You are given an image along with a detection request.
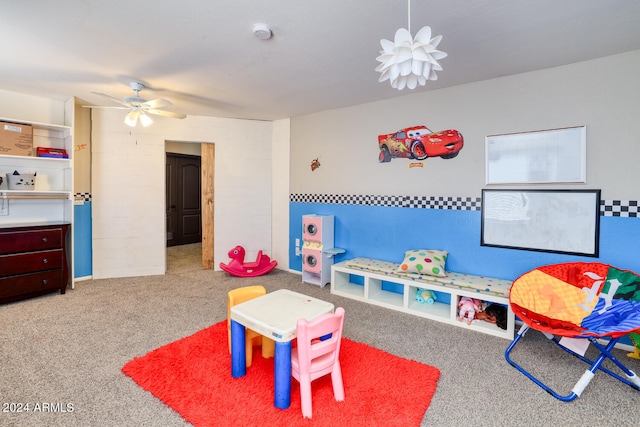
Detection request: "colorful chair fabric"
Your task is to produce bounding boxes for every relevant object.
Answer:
[505,262,640,401]
[227,285,275,367]
[291,307,345,419]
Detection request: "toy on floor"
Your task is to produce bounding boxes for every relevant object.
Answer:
[476,304,508,330]
[458,296,481,325]
[219,245,277,277]
[416,288,437,304]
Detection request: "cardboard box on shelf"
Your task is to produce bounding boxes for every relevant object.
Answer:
[0,122,33,156]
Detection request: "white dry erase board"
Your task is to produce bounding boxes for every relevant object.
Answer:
[481,189,601,257]
[485,126,586,184]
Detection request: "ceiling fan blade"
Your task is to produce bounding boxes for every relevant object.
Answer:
[141,98,172,109]
[147,109,187,119]
[81,105,128,110]
[91,91,129,107]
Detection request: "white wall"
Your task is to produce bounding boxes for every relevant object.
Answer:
[90,109,273,279]
[290,50,640,200]
[166,140,201,156]
[0,89,67,126]
[73,101,91,193]
[272,118,290,270]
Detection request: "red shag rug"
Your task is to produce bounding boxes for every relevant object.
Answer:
[122,321,440,426]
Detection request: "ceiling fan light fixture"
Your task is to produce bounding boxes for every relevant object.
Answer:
[92,81,187,127]
[139,111,153,127]
[124,110,138,127]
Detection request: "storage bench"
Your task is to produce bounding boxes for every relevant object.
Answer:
[331,257,515,339]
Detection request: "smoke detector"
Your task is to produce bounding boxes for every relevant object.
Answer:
[252,23,272,40]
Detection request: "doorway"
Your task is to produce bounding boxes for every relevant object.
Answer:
[166,153,202,247]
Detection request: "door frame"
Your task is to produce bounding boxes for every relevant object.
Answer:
[201,143,215,269]
[165,141,215,270]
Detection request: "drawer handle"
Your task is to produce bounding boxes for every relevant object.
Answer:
[42,280,48,285]
[42,258,48,264]
[42,237,48,243]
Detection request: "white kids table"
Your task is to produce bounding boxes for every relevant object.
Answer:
[230,289,334,409]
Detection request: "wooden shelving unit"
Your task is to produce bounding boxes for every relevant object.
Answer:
[0,113,74,293]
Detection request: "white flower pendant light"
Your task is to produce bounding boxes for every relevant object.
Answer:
[375,0,447,90]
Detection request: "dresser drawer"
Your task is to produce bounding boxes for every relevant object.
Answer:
[0,270,63,299]
[0,229,63,255]
[0,250,63,276]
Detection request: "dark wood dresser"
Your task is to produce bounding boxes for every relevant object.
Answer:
[0,223,70,304]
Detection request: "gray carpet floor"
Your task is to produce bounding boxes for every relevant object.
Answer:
[1,243,637,426]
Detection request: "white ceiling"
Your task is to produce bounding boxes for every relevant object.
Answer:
[1,1,640,121]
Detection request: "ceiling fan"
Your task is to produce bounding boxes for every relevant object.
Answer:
[90,82,187,127]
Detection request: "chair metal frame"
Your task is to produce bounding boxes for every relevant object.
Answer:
[505,323,640,401]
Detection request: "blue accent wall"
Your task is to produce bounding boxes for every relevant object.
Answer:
[73,202,92,278]
[290,202,640,281]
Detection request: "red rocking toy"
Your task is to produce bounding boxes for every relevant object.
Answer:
[219,245,278,277]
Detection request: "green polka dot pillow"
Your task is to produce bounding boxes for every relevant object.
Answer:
[397,249,448,277]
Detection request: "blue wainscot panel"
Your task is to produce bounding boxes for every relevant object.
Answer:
[73,202,92,278]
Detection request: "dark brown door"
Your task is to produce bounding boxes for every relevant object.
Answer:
[166,153,202,247]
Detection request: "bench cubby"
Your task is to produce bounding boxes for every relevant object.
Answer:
[331,258,515,339]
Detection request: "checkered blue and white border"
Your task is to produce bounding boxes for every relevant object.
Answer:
[74,192,92,202]
[290,194,639,217]
[290,194,481,210]
[601,200,639,217]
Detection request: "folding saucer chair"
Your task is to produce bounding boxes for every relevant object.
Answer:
[505,262,640,401]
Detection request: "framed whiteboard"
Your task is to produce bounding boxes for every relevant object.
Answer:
[485,126,586,184]
[481,189,601,257]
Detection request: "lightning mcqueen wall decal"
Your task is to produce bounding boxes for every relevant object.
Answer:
[378,125,463,163]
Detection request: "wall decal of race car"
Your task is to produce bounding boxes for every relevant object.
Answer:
[378,125,463,163]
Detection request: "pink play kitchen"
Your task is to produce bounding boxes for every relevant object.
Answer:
[301,214,343,287]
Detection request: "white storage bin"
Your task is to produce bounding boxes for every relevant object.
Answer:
[7,171,36,190]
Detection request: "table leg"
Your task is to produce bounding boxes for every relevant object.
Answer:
[274,340,292,409]
[231,320,246,378]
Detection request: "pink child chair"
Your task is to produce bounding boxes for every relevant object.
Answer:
[291,307,346,419]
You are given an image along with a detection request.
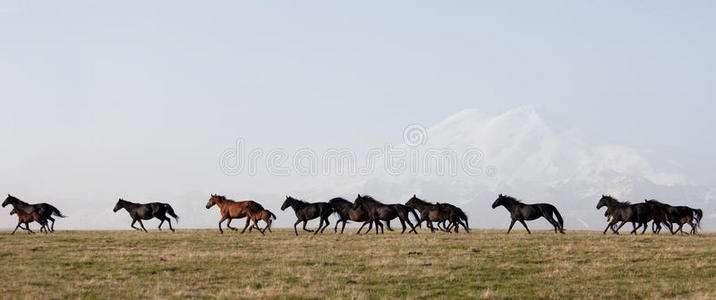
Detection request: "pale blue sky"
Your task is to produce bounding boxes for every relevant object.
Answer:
[0,1,715,228]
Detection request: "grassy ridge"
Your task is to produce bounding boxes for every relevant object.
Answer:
[0,229,714,299]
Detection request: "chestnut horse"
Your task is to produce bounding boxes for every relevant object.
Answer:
[205,194,264,234]
[10,207,49,234]
[248,209,277,233]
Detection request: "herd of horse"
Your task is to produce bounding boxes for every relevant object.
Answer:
[1,193,705,236]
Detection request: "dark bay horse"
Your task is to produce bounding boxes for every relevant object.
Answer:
[353,195,418,234]
[405,195,469,233]
[10,207,48,234]
[644,199,701,235]
[205,194,264,234]
[328,197,374,234]
[113,199,179,232]
[281,196,333,236]
[596,195,651,234]
[3,195,65,232]
[436,202,470,233]
[491,194,564,234]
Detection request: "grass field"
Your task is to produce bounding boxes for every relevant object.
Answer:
[0,228,714,299]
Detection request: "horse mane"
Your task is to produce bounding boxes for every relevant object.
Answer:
[409,196,433,206]
[287,196,308,204]
[602,195,630,206]
[358,195,383,204]
[7,195,28,205]
[500,194,523,205]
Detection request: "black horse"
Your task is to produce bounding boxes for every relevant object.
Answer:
[405,195,469,233]
[2,194,65,232]
[596,195,652,235]
[643,199,672,234]
[644,199,701,235]
[113,199,179,232]
[353,195,418,234]
[281,196,333,236]
[491,194,564,234]
[328,197,375,234]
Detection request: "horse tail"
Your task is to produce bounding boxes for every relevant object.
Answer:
[553,206,564,231]
[48,204,66,218]
[164,203,179,223]
[693,209,703,229]
[268,210,277,220]
[458,209,469,231]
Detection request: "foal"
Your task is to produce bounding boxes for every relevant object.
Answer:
[10,207,48,234]
[248,209,277,233]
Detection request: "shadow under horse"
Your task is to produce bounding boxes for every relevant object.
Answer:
[113,198,179,232]
[492,194,564,234]
[281,196,333,236]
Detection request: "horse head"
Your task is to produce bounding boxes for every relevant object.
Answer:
[113,199,126,212]
[205,194,223,209]
[281,196,294,211]
[597,195,614,209]
[491,194,508,209]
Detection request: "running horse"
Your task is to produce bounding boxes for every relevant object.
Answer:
[113,199,179,232]
[491,194,565,234]
[205,194,264,234]
[10,207,49,234]
[2,195,65,232]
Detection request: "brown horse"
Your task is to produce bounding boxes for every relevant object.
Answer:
[10,207,48,234]
[205,194,264,234]
[248,209,277,233]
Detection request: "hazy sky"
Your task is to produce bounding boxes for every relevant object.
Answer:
[1,1,714,229]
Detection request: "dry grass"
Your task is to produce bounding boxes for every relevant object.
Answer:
[0,228,714,299]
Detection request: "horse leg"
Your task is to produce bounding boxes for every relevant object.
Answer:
[614,221,629,235]
[225,218,238,231]
[518,220,531,234]
[385,220,394,232]
[340,220,347,234]
[157,218,165,231]
[240,217,251,233]
[25,222,34,234]
[398,218,407,234]
[137,220,148,232]
[302,220,313,232]
[321,217,330,234]
[48,216,55,232]
[406,219,418,234]
[293,220,301,236]
[641,222,648,234]
[356,222,367,234]
[217,216,227,234]
[507,219,516,234]
[167,218,175,232]
[334,218,341,233]
[543,215,559,233]
[314,218,323,235]
[131,219,140,231]
[11,222,23,235]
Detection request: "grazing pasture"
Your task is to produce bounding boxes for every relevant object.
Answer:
[0,229,713,299]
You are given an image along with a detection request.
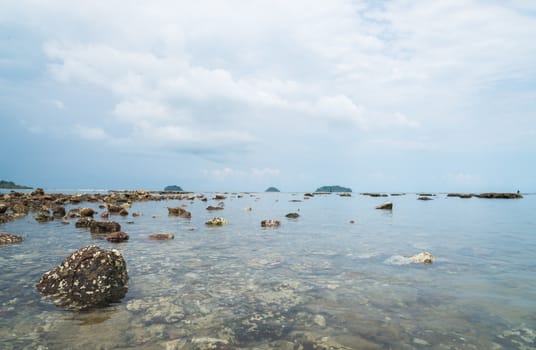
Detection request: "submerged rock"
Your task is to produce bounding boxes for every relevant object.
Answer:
[105,231,129,243]
[0,232,23,245]
[205,217,228,226]
[36,245,128,309]
[476,192,523,199]
[90,221,121,234]
[75,217,94,228]
[418,196,433,201]
[148,233,174,240]
[52,205,66,218]
[285,212,300,218]
[118,208,129,216]
[206,205,224,211]
[261,219,281,227]
[409,252,435,264]
[375,202,393,210]
[167,206,191,218]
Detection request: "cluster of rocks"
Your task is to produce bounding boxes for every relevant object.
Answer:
[448,192,523,199]
[205,217,228,226]
[0,232,23,245]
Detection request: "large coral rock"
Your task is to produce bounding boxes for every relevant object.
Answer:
[0,232,23,245]
[36,245,128,309]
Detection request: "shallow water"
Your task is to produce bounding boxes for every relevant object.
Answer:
[1,192,535,349]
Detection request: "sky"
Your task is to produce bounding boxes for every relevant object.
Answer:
[1,0,535,192]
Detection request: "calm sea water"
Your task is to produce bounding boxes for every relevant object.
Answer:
[1,192,535,349]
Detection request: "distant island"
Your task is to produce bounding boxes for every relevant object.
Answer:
[0,180,32,189]
[315,185,352,193]
[164,185,183,191]
[265,187,280,192]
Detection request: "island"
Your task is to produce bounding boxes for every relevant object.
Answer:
[0,180,32,189]
[164,185,183,192]
[315,185,352,193]
[265,187,280,192]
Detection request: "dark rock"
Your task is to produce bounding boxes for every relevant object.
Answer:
[119,208,129,216]
[265,187,280,192]
[476,192,523,199]
[375,202,393,210]
[285,213,300,218]
[75,217,94,228]
[315,185,352,193]
[52,205,66,218]
[34,210,53,223]
[418,193,435,197]
[261,220,281,227]
[107,204,122,213]
[105,231,129,243]
[338,193,351,197]
[0,203,7,214]
[31,188,45,196]
[447,193,473,198]
[206,205,224,211]
[132,212,142,217]
[167,207,191,218]
[0,232,23,245]
[11,202,29,214]
[164,185,183,192]
[214,194,227,200]
[90,221,121,234]
[362,193,388,197]
[36,245,128,309]
[148,233,174,240]
[418,196,433,201]
[80,207,95,217]
[304,193,314,197]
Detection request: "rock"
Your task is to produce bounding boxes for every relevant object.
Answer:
[105,231,129,243]
[261,220,281,227]
[0,203,8,214]
[11,202,29,214]
[244,207,252,211]
[205,217,228,226]
[132,212,142,217]
[362,193,388,197]
[118,208,129,216]
[167,207,191,218]
[476,192,523,199]
[31,188,45,196]
[206,205,224,211]
[107,204,122,213]
[214,194,227,200]
[304,193,314,197]
[52,205,66,218]
[75,217,94,228]
[148,233,174,240]
[418,196,433,200]
[36,245,128,309]
[375,202,393,210]
[313,314,326,327]
[447,193,473,198]
[285,212,300,218]
[409,252,435,264]
[34,210,53,223]
[80,208,95,217]
[90,221,121,234]
[0,232,23,245]
[100,212,109,218]
[339,192,351,197]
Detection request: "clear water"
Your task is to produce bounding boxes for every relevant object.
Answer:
[1,192,535,349]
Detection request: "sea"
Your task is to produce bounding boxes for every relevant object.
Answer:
[0,190,535,349]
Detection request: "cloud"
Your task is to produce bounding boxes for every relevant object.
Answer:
[73,124,109,141]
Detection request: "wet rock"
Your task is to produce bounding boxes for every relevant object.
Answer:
[11,202,29,214]
[339,193,352,197]
[118,208,129,216]
[90,221,121,234]
[206,205,224,211]
[313,314,326,327]
[75,217,94,228]
[107,204,122,214]
[80,208,95,217]
[34,210,53,223]
[447,193,473,198]
[0,203,8,214]
[205,217,228,226]
[231,311,291,342]
[31,188,45,196]
[132,212,142,217]
[418,196,433,201]
[52,205,66,218]
[285,212,300,218]
[167,207,191,218]
[214,194,227,200]
[148,233,174,240]
[126,296,184,324]
[100,212,109,219]
[105,231,129,243]
[375,202,393,210]
[261,219,281,227]
[36,245,128,309]
[0,232,23,245]
[409,252,435,264]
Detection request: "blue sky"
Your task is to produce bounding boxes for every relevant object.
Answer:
[1,1,535,192]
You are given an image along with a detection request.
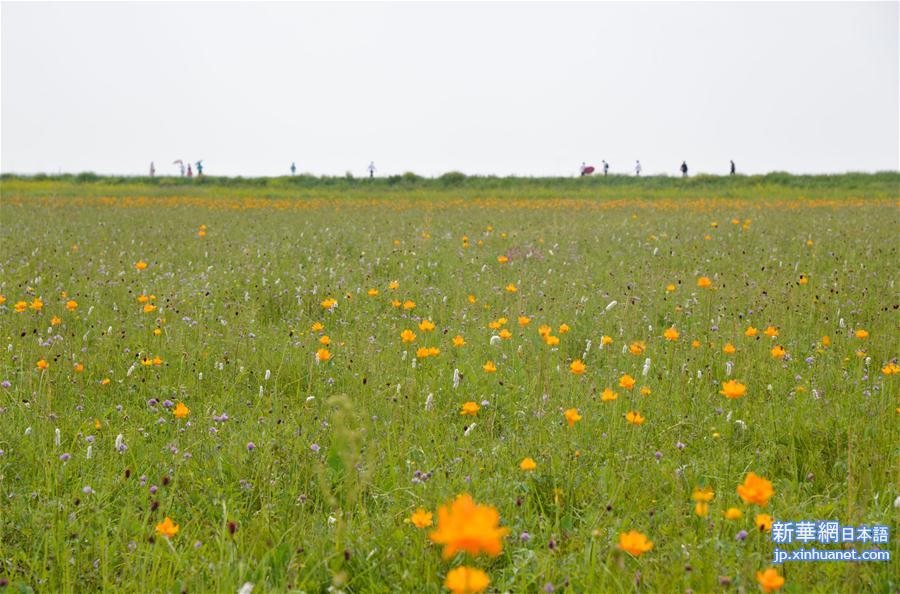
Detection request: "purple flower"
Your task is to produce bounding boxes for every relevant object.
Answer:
[147,399,158,407]
[1,380,10,388]
[162,400,174,408]
[654,451,662,460]
[310,443,320,452]
[520,531,531,542]
[59,453,71,461]
[543,584,555,593]
[150,485,158,494]
[735,530,748,541]
[213,413,229,423]
[246,442,256,451]
[676,441,686,450]
[82,486,93,495]
[805,357,814,364]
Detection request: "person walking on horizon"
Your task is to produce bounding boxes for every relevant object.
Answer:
[730,160,736,175]
[150,162,155,177]
[580,161,587,177]
[291,162,296,176]
[635,160,642,176]
[680,161,688,177]
[602,160,609,176]
[187,164,193,178]
[195,160,203,176]
[368,161,376,179]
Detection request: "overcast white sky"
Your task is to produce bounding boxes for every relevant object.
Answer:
[1,2,897,177]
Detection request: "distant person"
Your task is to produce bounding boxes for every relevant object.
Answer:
[635,160,642,176]
[602,160,609,176]
[580,161,587,177]
[175,160,185,176]
[290,162,296,176]
[367,161,376,179]
[680,161,688,177]
[730,160,736,175]
[195,161,203,176]
[187,164,193,177]
[149,162,155,177]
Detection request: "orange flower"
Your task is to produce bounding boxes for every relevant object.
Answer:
[629,341,645,355]
[519,457,537,471]
[724,507,743,520]
[367,288,379,296]
[723,343,736,354]
[558,324,570,334]
[401,329,416,343]
[755,513,773,532]
[143,304,157,313]
[770,345,785,359]
[497,255,508,263]
[745,326,758,337]
[544,335,560,347]
[619,374,636,390]
[135,261,148,271]
[691,486,715,502]
[66,300,78,311]
[764,326,778,338]
[737,472,774,506]
[419,319,435,332]
[410,508,433,528]
[498,328,512,340]
[316,348,332,362]
[14,301,27,313]
[756,568,785,592]
[155,517,179,538]
[173,402,190,419]
[720,380,746,399]
[663,327,680,341]
[74,363,84,373]
[30,298,43,311]
[452,335,466,347]
[320,298,337,309]
[505,283,517,293]
[601,335,613,346]
[697,277,712,288]
[517,316,531,326]
[482,361,496,373]
[389,280,399,290]
[460,401,480,416]
[564,408,582,427]
[319,335,331,345]
[666,283,676,292]
[694,502,709,517]
[625,411,645,425]
[855,329,869,339]
[570,359,586,375]
[618,530,653,556]
[821,335,830,346]
[403,300,416,310]
[51,316,61,326]
[429,494,508,558]
[311,322,324,332]
[601,388,618,401]
[444,566,490,594]
[36,359,49,370]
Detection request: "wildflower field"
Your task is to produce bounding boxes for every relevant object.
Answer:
[0,173,897,593]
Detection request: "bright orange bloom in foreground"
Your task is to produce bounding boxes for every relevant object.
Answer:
[36,359,49,370]
[756,568,785,592]
[770,345,785,359]
[173,402,190,419]
[460,401,480,416]
[664,327,680,341]
[570,359,586,375]
[625,411,645,425]
[756,513,773,532]
[519,457,537,471]
[66,300,78,311]
[429,494,508,558]
[629,341,645,356]
[618,530,653,556]
[316,348,332,362]
[400,329,416,343]
[720,380,747,399]
[601,388,618,401]
[564,408,582,427]
[697,277,712,288]
[444,566,490,594]
[155,517,179,538]
[619,374,636,389]
[419,319,435,332]
[410,508,433,528]
[738,472,774,507]
[30,298,43,311]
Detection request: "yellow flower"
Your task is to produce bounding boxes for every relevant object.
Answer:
[419,319,435,332]
[389,280,399,290]
[320,298,337,309]
[311,322,324,332]
[36,359,49,370]
[694,502,709,517]
[429,494,508,558]
[403,300,416,310]
[416,347,431,359]
[497,255,508,263]
[664,327,679,341]
[391,300,402,308]
[537,325,551,337]
[764,326,778,338]
[745,326,758,337]
[723,343,736,354]
[444,566,490,594]
[367,288,379,296]
[625,411,645,425]
[153,328,162,336]
[460,401,480,416]
[855,329,869,339]
[498,328,512,340]
[66,300,78,311]
[756,568,785,593]
[697,277,712,288]
[544,335,560,347]
[135,261,148,271]
[821,335,830,346]
[155,517,179,538]
[482,361,496,373]
[691,340,701,348]
[601,335,613,346]
[316,348,332,362]
[453,335,466,347]
[401,329,416,343]
[737,472,774,507]
[883,362,899,375]
[724,507,743,520]
[570,359,586,375]
[519,457,537,471]
[640,386,652,396]
[691,486,715,502]
[14,301,27,313]
[143,304,157,313]
[51,316,61,326]
[619,374,636,389]
[601,388,618,401]
[666,283,676,292]
[564,408,582,427]
[518,316,531,326]
[719,380,746,399]
[770,345,785,359]
[410,508,433,528]
[558,324,570,334]
[629,341,645,355]
[505,283,517,293]
[427,347,440,357]
[30,298,43,311]
[319,335,331,345]
[74,363,84,373]
[798,275,808,285]
[173,402,190,419]
[618,530,653,556]
[755,513,773,532]
[467,294,476,303]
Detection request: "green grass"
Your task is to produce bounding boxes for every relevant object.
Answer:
[0,175,897,593]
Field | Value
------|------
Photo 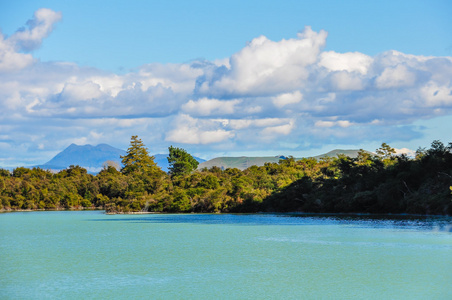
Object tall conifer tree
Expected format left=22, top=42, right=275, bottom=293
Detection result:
left=121, top=136, right=158, bottom=175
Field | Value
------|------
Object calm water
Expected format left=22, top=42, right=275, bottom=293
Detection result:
left=1, top=211, right=451, bottom=299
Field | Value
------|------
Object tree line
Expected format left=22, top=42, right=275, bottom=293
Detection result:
left=1, top=136, right=451, bottom=215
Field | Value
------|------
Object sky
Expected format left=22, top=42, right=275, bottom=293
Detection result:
left=0, top=0, right=452, bottom=166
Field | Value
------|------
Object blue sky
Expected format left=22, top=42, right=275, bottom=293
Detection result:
left=0, top=0, right=451, bottom=166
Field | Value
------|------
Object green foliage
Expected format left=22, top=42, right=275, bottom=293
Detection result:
left=167, top=146, right=199, bottom=177
left=376, top=143, right=397, bottom=166
left=376, top=142, right=396, bottom=158
left=198, top=174, right=219, bottom=189
left=169, top=188, right=191, bottom=212
left=1, top=138, right=451, bottom=215
left=121, top=135, right=159, bottom=175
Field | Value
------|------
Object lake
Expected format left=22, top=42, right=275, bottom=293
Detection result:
left=1, top=211, right=451, bottom=299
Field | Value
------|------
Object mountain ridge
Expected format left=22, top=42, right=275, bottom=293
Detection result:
left=26, top=144, right=373, bottom=173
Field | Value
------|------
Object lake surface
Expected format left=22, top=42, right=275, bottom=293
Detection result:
left=1, top=211, right=451, bottom=299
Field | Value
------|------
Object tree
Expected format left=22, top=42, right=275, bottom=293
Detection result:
left=376, top=143, right=396, bottom=159
left=376, top=143, right=396, bottom=166
left=121, top=136, right=158, bottom=175
left=167, top=146, right=199, bottom=177
left=427, top=140, right=447, bottom=157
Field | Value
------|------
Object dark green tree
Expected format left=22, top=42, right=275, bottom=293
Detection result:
left=167, top=146, right=199, bottom=177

.....

## Aim of the exercise
Gather up, from the records above, each line where the word "calm" appears.

## Task output
Detection request: "calm sea water"
Object calm water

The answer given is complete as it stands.